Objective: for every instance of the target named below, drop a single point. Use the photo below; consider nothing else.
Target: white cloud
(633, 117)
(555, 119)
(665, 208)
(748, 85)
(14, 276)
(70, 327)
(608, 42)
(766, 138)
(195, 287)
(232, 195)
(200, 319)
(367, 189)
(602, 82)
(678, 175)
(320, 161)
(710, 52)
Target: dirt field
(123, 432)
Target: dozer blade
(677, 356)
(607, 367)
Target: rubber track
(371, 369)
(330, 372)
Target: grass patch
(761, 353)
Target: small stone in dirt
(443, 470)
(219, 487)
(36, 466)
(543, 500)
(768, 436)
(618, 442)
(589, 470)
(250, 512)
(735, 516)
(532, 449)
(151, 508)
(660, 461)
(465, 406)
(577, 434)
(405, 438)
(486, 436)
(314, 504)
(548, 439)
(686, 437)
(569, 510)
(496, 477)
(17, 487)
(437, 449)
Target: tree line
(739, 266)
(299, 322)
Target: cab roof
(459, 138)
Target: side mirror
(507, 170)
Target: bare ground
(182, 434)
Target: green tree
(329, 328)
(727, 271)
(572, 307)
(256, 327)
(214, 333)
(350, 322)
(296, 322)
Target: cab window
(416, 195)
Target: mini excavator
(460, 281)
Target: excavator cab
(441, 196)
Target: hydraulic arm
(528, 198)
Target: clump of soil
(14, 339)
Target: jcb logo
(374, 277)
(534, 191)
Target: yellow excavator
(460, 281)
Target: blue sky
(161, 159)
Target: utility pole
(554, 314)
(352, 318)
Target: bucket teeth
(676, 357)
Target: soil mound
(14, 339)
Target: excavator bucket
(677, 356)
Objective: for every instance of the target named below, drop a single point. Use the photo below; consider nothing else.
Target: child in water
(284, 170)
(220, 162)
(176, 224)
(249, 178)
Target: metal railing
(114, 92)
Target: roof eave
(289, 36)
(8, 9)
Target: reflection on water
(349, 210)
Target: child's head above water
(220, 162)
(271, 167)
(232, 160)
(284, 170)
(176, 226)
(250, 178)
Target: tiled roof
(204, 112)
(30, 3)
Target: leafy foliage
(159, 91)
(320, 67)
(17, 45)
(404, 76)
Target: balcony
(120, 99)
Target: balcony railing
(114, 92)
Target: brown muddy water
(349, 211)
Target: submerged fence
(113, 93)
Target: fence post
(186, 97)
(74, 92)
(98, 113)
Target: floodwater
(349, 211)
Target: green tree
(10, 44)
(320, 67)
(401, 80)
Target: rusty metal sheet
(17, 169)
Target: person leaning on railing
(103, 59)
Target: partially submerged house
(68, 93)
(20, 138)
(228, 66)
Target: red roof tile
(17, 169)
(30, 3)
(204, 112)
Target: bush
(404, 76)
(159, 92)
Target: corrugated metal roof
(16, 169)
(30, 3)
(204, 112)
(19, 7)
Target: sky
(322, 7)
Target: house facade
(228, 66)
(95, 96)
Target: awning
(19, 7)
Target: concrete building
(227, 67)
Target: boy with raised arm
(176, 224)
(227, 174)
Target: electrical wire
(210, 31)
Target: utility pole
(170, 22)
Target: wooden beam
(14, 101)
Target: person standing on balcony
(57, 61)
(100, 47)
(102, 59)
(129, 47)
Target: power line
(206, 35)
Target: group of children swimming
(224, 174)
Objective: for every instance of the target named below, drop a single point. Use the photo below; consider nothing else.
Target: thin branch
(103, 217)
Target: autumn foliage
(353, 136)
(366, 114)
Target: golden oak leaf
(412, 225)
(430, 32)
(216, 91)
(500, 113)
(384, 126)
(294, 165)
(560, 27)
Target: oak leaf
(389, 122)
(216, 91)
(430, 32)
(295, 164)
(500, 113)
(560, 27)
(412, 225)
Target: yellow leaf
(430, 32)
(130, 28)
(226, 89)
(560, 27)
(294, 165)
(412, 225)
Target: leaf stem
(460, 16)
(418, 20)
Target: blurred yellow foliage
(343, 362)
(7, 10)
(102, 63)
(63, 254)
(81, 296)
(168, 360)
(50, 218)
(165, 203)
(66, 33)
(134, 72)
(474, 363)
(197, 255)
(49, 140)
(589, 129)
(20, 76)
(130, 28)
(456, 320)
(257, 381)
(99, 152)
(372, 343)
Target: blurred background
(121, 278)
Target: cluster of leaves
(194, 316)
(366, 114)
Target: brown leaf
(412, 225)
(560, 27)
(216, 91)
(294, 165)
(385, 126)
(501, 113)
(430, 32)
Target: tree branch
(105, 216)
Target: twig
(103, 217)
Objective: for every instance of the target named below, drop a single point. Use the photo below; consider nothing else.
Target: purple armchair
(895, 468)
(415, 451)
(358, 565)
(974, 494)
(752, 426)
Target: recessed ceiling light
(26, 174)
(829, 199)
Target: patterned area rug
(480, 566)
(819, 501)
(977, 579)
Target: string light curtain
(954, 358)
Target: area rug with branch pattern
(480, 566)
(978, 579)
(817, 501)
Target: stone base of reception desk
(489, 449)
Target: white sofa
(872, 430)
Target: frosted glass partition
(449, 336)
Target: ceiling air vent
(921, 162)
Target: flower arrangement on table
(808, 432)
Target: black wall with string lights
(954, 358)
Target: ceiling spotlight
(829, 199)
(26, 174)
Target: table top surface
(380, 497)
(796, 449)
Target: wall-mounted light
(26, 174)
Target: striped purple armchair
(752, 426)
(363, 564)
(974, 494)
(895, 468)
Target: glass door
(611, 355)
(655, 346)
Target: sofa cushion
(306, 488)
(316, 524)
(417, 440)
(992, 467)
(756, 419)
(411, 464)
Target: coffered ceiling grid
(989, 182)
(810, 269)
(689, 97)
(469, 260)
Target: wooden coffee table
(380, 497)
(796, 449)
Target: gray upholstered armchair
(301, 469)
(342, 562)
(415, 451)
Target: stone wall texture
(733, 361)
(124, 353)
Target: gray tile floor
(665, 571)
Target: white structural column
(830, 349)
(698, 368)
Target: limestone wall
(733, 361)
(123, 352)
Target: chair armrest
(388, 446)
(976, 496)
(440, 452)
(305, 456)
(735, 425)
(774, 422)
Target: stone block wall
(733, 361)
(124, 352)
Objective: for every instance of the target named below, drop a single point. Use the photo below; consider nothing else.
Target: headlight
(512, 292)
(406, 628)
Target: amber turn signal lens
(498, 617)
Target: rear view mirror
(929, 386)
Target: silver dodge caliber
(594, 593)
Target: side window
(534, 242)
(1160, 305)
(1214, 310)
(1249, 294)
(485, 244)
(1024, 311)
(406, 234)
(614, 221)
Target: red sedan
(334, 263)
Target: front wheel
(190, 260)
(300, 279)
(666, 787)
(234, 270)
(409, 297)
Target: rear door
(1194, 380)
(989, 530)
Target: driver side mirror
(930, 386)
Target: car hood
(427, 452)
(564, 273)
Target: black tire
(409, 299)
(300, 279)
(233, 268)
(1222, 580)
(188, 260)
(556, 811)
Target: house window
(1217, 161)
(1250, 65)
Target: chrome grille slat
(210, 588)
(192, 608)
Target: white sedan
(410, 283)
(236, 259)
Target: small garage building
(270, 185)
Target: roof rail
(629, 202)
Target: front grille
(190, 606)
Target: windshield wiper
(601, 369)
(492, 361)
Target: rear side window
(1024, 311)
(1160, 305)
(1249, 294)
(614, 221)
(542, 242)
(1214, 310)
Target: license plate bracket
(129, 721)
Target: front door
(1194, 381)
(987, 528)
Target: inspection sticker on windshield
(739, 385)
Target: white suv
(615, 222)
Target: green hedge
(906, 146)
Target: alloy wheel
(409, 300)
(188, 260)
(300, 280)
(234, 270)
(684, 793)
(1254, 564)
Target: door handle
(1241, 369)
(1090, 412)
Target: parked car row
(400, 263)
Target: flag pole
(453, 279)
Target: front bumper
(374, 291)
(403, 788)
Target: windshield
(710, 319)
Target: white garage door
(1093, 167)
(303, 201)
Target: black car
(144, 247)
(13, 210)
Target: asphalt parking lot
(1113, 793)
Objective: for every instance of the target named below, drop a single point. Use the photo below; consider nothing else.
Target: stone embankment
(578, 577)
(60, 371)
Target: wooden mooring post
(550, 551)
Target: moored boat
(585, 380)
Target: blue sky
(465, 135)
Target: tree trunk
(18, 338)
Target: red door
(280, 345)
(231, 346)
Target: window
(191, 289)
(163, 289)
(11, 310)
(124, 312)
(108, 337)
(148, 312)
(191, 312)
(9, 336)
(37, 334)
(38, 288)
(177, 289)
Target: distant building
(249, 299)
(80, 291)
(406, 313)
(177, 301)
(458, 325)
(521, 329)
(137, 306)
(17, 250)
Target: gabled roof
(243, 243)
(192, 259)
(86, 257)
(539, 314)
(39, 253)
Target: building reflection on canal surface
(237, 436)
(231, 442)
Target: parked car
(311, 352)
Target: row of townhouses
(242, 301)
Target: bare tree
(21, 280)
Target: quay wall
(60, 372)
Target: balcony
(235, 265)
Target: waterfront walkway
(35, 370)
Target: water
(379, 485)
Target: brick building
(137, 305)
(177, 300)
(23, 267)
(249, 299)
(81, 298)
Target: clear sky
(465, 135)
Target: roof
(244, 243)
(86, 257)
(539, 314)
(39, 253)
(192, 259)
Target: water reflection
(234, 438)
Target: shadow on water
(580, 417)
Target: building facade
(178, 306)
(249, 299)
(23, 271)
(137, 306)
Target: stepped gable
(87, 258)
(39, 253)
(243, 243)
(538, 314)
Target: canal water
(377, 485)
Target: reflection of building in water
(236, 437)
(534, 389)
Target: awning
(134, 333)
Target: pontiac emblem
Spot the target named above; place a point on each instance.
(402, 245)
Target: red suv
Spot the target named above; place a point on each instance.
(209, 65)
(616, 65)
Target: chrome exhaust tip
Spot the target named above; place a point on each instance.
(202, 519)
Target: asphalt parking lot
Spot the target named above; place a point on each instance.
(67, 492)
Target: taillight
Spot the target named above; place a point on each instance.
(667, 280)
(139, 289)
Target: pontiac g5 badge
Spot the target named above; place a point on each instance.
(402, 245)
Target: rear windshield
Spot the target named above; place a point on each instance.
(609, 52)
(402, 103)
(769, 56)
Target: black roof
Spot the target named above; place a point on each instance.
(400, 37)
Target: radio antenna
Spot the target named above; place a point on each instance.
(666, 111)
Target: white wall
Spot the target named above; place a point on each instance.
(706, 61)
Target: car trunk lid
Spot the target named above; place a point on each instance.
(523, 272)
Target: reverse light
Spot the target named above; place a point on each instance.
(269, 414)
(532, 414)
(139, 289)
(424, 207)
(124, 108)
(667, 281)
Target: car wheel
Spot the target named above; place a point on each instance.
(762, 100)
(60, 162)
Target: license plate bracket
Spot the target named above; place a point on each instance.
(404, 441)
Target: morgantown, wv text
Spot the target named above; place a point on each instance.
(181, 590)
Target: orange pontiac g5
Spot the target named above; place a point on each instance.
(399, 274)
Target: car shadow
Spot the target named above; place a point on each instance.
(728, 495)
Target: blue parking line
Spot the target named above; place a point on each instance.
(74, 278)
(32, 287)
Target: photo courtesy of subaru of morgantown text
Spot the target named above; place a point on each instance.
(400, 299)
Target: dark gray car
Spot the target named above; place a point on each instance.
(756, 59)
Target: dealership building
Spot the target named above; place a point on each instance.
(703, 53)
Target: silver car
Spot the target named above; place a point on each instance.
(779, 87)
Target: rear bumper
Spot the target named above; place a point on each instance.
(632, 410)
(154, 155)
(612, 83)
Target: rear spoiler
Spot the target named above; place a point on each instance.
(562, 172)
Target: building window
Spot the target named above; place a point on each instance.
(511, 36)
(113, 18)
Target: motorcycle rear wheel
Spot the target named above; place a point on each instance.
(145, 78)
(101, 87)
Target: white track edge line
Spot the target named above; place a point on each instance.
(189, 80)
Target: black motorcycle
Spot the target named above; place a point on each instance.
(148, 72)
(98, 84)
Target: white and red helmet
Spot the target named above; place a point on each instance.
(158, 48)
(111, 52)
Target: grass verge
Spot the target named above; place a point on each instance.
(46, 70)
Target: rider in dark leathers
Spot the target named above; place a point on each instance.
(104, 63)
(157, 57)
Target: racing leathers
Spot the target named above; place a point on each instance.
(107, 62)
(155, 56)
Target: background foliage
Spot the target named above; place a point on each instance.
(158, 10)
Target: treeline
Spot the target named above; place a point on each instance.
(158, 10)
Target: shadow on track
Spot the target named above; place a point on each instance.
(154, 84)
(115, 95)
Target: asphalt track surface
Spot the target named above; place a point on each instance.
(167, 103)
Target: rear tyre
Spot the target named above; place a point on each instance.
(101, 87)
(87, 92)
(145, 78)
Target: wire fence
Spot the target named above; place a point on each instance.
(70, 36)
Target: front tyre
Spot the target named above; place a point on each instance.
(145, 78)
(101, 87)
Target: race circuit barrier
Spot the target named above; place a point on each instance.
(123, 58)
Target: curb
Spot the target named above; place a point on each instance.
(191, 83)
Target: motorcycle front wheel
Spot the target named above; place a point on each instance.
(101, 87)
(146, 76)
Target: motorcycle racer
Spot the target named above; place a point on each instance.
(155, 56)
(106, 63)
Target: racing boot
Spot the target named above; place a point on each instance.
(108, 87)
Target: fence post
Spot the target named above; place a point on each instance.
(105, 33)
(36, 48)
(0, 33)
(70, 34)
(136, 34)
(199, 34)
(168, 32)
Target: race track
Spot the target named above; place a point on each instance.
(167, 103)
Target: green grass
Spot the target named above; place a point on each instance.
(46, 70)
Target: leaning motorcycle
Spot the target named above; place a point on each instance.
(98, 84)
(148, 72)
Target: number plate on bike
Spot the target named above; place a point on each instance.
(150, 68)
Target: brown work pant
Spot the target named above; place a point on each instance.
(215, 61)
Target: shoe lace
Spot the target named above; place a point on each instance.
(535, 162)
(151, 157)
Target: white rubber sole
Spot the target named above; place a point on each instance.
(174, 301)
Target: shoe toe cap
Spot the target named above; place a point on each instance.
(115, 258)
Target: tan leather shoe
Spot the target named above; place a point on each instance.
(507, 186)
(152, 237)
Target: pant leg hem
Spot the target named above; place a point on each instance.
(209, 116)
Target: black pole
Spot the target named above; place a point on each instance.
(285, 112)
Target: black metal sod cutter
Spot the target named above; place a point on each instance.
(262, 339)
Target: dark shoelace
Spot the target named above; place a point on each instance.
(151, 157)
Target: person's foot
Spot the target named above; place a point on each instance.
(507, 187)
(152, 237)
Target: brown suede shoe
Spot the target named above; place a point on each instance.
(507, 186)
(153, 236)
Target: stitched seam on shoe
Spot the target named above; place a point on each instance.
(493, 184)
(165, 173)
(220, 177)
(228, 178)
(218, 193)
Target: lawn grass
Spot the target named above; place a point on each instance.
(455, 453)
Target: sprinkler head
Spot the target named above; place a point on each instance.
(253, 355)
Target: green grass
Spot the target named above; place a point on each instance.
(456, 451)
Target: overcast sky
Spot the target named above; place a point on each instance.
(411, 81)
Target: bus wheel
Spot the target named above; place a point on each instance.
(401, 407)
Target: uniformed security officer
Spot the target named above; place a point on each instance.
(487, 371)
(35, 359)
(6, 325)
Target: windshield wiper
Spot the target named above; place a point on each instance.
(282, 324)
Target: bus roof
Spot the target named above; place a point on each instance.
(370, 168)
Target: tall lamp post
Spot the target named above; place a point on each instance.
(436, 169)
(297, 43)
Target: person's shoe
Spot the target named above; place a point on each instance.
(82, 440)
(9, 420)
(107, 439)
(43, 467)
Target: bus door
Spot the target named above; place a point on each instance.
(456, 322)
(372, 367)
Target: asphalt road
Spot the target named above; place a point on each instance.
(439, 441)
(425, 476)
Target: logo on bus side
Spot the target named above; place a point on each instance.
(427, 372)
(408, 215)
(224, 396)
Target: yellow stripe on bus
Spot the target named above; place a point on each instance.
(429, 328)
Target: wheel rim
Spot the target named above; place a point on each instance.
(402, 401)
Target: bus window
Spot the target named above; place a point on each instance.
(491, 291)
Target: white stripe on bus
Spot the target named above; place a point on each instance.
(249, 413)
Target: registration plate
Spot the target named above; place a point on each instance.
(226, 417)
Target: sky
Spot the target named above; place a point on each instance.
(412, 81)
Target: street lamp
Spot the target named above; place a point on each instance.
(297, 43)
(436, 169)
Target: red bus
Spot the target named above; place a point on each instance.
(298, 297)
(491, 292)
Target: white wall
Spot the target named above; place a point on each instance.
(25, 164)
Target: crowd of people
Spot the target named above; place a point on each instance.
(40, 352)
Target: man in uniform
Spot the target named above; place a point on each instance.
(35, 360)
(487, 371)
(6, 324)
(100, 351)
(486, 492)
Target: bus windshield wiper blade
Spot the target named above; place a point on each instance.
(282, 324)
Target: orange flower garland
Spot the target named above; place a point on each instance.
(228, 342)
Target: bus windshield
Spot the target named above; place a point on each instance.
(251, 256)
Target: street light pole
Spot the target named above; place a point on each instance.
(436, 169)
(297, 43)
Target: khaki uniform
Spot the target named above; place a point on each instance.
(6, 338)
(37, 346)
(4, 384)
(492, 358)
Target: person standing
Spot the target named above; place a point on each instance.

+++++

ACTIVITY = Please return a copy of each line in the entries that has the string "leathers".

EXERCISE SOLUTION =
Target: rider in dark leathers
Target: racing leathers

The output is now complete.